* Consigne A: Relevez, sans doublon et dans leur ordre d'apparition, tous les pseudonymes qui suivent la mention « Rédigé par : » dans l'extrait.
* Consigne B: Recopiez sans rien changer le passage de l'extrait qui débute à « Rédigé par : Hugues | jeudi 17 février 2005 à 19:26 » et s'achève à « d'optimisme, me semble-t-il. ».

Incidemment, l’ami Fillon, s’il était vraiment diabolique (et s’il avait un peu d’humour), devrait immédiatement proposer de supprimer, outre son projet, le système de contrôle continu dans les facs, arguant du fait que cette procédure antisociale permet de distinguer les diplômes décrochés à Dauphine de ceux décernés à Nanterre.
Quoi qu'il en soit, exit la modernisation de ce rite de passage conçu pour les quelques bourgeois qui, il y a un siècle, passaient leur bac avant d’aller faire leurs Humanités en Sorbonne et d’intégrer la banque de papa... Pour ma part, en tout cas, je ne pense pas que le contrôle continu soit particulièrement « de droite ». Je le trouverais même, plutôt très « de gauche ». Même si la manière dont il allait être introduit méritait d’être précisée, histoire de désamorcer les angoisses des obsédés de la société à deux vitesses.
Au terme de ces réflexions d’un homme de progrès déboussolé par la remise en cause de repères jadis intangibles, « être de gauche » a-t-il encore un sens ? Il me semble que oui. Mais c’est peut-être, pour rester dans la référence à nos amis orthodoxes, qu’une « autre gauche » est effectivement possible. Tellement possible, d’ailleurs, qu’elle existe déjà à Stockholm, à Oslo, à Copenhague et, pourquoi pas, à Londres...
© Commentaires et vaticinations
Je ne dis rien, je réfléchis...
Rédigé par : Vinvin | jeudi 17 février 2005 à 19:22
Prends ton temps, c'est pas complètement fini. Je dois encore modifier des petits trucs ici et là...
Rédigé par : Hugues | jeudi 17 février 2005 à 19:26
Toujours pas fini, mais on s'approche.
Rédigé par : Hugues | jeudi 17 février 2005 à 23:57
On commence comme ça, et on finit par lire Bloy!!!!!
Rédigé par : Tlön | vendredi 18 février 2005 à 11:34
Ben oui, mais c'est pas gagne...
Rédigé par : Scope | vendredi 18 février 2005 à 11:53
Evoquer les mânes de la gauche orthodoxe suppose que celle ci est défunte, ce qui est faire preuve d'optimisme, me semble-t-il.
Rédigé par : Philippe[s] | vendredi 18 février 2005 à 16:05
Philippe[s],
C'est sûr, mais j'aimais bien le mot. Et maintenant, c'est plus pareil. Tu as brisé le charme.
Rédigé par : Hugues | vendredi 18 février 2005 à 17:49
Désolé, cependant "les dogmes" est parfaitement adapté pour la gauche orthodoxe.
Quoique je m'aperçoive que "les mânes" peut signifier (dans une acception peu courante à mon avis) "les divinités infernales" par opposition aux dieux d'en haut. La gauche orthodoxe serait-elle infernale (interrogeons Léon Bloy à ce sujet)? Mais qui sont alors "les dieux d'en haut"?

Données de pointage d'objets nommés
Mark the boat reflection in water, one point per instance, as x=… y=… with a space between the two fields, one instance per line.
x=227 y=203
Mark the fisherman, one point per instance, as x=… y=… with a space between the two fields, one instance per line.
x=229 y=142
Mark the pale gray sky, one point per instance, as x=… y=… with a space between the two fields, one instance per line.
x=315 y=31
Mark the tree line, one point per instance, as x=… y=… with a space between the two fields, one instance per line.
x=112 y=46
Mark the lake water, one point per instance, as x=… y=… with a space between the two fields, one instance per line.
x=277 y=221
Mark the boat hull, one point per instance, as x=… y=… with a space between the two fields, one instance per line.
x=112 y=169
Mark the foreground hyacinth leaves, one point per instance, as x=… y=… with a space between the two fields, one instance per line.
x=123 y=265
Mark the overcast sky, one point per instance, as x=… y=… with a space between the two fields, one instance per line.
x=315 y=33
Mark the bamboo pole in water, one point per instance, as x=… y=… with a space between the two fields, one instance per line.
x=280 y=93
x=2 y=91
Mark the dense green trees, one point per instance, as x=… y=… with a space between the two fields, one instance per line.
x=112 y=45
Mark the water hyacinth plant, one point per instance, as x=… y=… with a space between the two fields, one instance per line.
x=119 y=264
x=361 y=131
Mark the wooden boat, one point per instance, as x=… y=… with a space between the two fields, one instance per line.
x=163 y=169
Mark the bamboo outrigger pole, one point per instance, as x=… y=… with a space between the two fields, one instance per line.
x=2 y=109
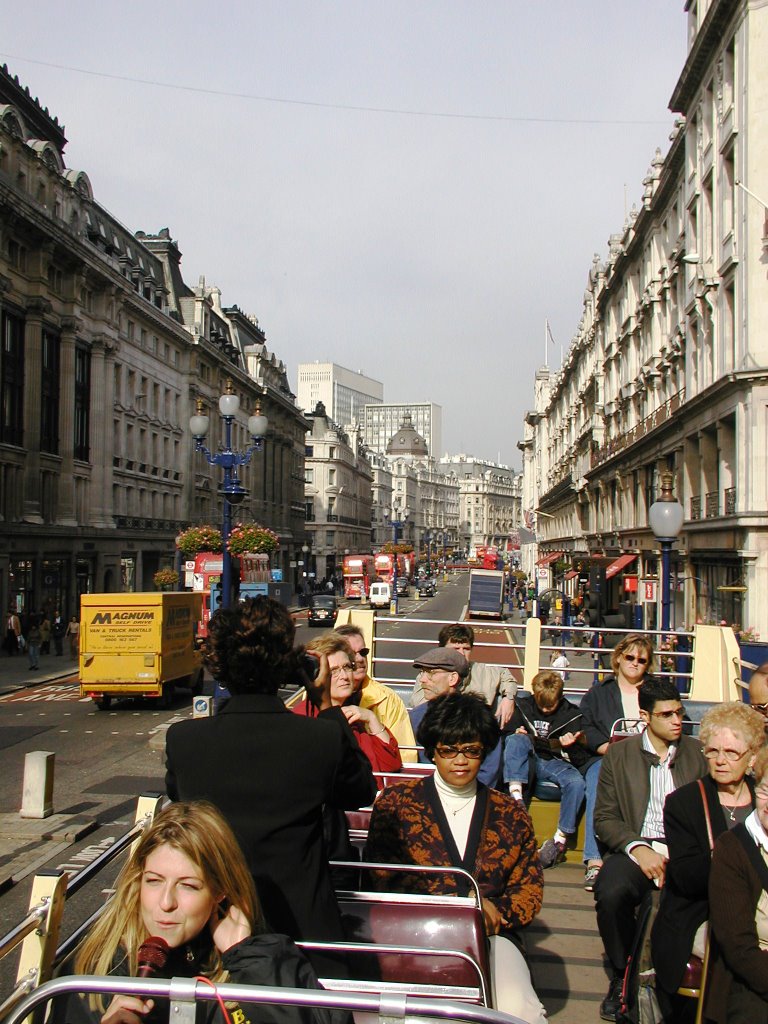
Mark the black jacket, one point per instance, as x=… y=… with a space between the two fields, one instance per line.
x=543 y=728
x=685 y=902
x=260 y=960
x=270 y=772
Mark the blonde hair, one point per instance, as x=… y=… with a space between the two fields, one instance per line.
x=548 y=687
x=737 y=717
x=200 y=833
x=633 y=640
x=331 y=643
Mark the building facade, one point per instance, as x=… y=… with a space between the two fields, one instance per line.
x=669 y=367
x=104 y=351
x=338 y=493
x=343 y=392
x=382 y=421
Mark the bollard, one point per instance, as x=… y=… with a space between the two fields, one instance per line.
x=202 y=707
x=37 y=800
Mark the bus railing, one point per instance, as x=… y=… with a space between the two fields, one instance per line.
x=183 y=993
x=37 y=936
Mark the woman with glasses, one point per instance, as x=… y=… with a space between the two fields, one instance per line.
x=737 y=991
x=451 y=819
x=731 y=735
x=376 y=741
x=605 y=704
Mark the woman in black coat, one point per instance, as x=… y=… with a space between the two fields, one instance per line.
x=731 y=735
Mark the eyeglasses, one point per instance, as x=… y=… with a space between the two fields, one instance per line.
x=713 y=755
x=473 y=752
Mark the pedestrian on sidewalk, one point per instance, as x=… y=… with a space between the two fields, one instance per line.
x=33 y=642
x=12 y=632
x=57 y=631
x=45 y=634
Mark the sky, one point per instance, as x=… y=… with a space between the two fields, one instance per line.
x=411 y=188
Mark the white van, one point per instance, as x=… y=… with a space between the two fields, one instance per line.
x=380 y=595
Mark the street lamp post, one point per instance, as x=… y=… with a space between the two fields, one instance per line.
x=666 y=518
x=230 y=489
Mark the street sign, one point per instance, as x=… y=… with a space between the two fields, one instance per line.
x=650 y=591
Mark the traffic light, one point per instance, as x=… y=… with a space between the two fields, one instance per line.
x=594 y=599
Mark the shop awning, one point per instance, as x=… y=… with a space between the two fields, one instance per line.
x=621 y=563
x=551 y=557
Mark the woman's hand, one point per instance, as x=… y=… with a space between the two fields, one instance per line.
x=492 y=916
x=228 y=928
x=354 y=714
x=127 y=1010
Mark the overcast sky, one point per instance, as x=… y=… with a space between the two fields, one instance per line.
x=410 y=188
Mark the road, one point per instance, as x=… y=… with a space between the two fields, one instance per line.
x=104 y=759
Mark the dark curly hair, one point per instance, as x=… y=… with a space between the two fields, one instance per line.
x=251 y=646
x=458 y=718
x=654 y=689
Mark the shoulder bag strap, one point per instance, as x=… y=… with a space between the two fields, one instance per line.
x=753 y=852
x=707 y=814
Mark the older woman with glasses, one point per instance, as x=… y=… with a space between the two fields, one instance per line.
x=731 y=735
x=376 y=741
x=737 y=990
x=450 y=819
x=614 y=698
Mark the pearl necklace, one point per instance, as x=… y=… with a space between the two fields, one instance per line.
x=730 y=809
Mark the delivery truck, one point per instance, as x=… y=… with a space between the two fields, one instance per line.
x=138 y=645
x=485 y=593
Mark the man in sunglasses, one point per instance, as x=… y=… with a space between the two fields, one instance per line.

* Réponse finale A: Vinvin, Hugues, Tlön, Scope, Philippe[s]

* Réponse finale B:
Rédigé par : Hugues | jeudi 17 février 2005 à 19:26
Toujours pas fini, mais on s'approche.
Rédigé par : Hugues | jeudi 17 février 2005 à 23:57
On commence comme ça, et on finit par lire Bloy!!!!!
Rédigé par : Tlön | vendredi 18 février 2005 à 11:34
Ben oui, mais c'est pas gagne...
Rédigé par : Scope | vendredi 18 février 2005 à 11:53
Evoquer les mânes de la gauche orthodoxe suppose que celle ci est défunte, ce qui est faire preuve d'optimisme, me semble-t-il.